Exercise details:
Print the data exactly, leaving nothing out.

Raw records:

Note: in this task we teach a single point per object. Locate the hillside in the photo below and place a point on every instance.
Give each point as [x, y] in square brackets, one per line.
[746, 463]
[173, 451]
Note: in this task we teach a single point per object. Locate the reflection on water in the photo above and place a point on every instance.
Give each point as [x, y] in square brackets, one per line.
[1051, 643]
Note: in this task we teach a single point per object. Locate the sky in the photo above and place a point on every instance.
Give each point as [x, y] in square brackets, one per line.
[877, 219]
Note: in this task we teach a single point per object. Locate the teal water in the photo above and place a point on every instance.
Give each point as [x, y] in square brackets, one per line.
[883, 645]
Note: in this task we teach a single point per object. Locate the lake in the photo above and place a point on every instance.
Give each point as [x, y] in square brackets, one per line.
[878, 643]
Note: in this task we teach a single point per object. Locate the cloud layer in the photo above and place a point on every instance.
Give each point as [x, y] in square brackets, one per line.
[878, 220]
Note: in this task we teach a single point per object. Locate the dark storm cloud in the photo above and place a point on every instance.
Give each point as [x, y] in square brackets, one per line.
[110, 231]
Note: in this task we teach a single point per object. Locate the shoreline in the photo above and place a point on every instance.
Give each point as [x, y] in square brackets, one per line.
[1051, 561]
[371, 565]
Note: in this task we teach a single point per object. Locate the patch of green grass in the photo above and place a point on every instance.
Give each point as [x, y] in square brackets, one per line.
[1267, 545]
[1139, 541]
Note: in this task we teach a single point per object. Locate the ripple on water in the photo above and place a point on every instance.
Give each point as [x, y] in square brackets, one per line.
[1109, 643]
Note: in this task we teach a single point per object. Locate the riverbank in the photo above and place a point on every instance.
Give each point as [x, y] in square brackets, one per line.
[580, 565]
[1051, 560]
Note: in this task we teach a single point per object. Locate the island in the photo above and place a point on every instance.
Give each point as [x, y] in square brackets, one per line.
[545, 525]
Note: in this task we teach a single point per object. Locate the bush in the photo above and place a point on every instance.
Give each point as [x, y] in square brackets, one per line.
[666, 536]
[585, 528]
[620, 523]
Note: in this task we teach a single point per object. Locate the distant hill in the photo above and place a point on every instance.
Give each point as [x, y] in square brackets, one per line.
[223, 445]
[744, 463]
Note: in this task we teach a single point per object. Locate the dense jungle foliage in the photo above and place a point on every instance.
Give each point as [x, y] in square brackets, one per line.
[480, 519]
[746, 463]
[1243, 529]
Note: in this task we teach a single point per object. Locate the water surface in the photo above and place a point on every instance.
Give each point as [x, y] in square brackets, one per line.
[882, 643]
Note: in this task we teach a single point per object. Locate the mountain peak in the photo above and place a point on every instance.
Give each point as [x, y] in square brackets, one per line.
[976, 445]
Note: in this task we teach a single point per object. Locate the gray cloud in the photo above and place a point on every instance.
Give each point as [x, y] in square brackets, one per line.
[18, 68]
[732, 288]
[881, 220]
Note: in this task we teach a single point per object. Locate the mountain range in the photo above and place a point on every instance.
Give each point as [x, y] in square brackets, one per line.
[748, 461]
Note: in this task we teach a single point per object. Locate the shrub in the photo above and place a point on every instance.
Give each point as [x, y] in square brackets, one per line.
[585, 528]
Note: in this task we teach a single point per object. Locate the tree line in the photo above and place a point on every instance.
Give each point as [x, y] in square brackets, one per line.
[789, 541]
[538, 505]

Output of the exercise:
Note: in this task we teach a single point per object. Locate the hillside in the photo below and place a point on every instance.
Give each point as [x, y] in square brackets, one per line.
[746, 463]
[173, 451]
Note: in this task we teach a single point per object. Locate the reflection on water in the photo above and place a point on every instance.
Give each point as [x, y] in square brackets, one per line.
[1051, 643]
Note: in this task we teach a single point per object. Locate the sky in the photo above and place a point on every instance.
Give each point as [x, y] in square brackets, one per line.
[877, 219]
Note: in this task we teach a single point per object. Locate the teal water in the photo above and place a point on every instance.
Give each point as [x, y] in square brackets, one per line.
[883, 645]
Note: in this task we teach a single point per object. Locate the lake in the photo above and place a point on every instance.
Give each point as [x, y] in square brackets, one per line.
[878, 643]
Note: in this task we teach a single point per object. Locate the cloud layer in the photo above and place a point on every instance.
Give each point as [x, y] in square brackets, one per line.
[878, 220]
Note: in this task we teach a single point per object. Locate the dark storm cloud in the photo above and place a point on every instance.
Give each point as [x, y] in square brackets, one per line.
[110, 231]
Note: in this task we teach a single point per object. Locate the shoreline in the photo above and place a point on every instance.
Give each point as [x, y] in square brackets, one per line.
[1051, 561]
[371, 565]
Note: in this task we teach a single point per object. Locate the patch of green grass in the photo above and place a point on every instance.
Give each point as [x, y] in square brackets, one per line.
[1267, 545]
[1139, 541]
Note: in this task we teach a single point per object. Locate the ripple on water in the photo above and place a point on every instance.
Give each point as [x, y] in square brackets, one per line.
[1109, 643]
Note: in this task we teach a single point per object. Locate the riverbank in the photo above and place a point on every instance.
Give each point as [x, y] in square brackets, one per line.
[580, 565]
[1051, 560]
Note: in this task we teach a single point per object. Locate the island in the photo above and place a point on every instance.
Give each point as [x, y] in square brackets, one per line.
[545, 525]
Note: in this task we teach a single point per object. Locate the bush in the photo above and place a point on every instance.
Give each point as [x, y] in square brackets, one per line.
[666, 536]
[585, 528]
[620, 523]
Note: in this task we teach a single point per object. Locate the distant hill in the photo above and place a point on every instance.
Give each point as [x, y] in square brackets, one per line.
[223, 445]
[744, 463]
Note: in this task we teach a single point per object. Locate the dense jungle foliage in the photo above and place a point on every instance.
Give each point as [x, y] in square brackets, one per line.
[480, 519]
[746, 463]
[1243, 529]
Note: in this task we teach a single point per object. Locate the water surface in the photo above and place a point on every instance.
Give each point as [x, y] in square brackets, one per line.
[882, 643]
Note: in this task we teach a single point per object. Locate the mountain peak in the photo above and place a point on every instance.
Give each point as [x, y] in square brackets, one per line.
[976, 445]
Note: in this task we teach a single point per object. Locate the gray cloud in the photo above and place a point on every instance.
Give each point as [x, y] in square brackets, one per line.
[18, 68]
[732, 288]
[881, 220]
Note: in this task we teach a single point per object. Locate the mountain range in the photo above and place a point on every instance.
Give each point as [x, y] in square brackets, one per line.
[748, 461]
Note: in this task we teach a single point per object. Locate the shrub in the photo above and place a point on every instance.
Give each point as [x, y] in square brackets, one per line.
[585, 528]
Note: in this task we teach a single point per object. Locate the tree line in the photo above and place a point on every instance.
Give each point as [x, y] in square brackets, one per line.
[789, 541]
[538, 505]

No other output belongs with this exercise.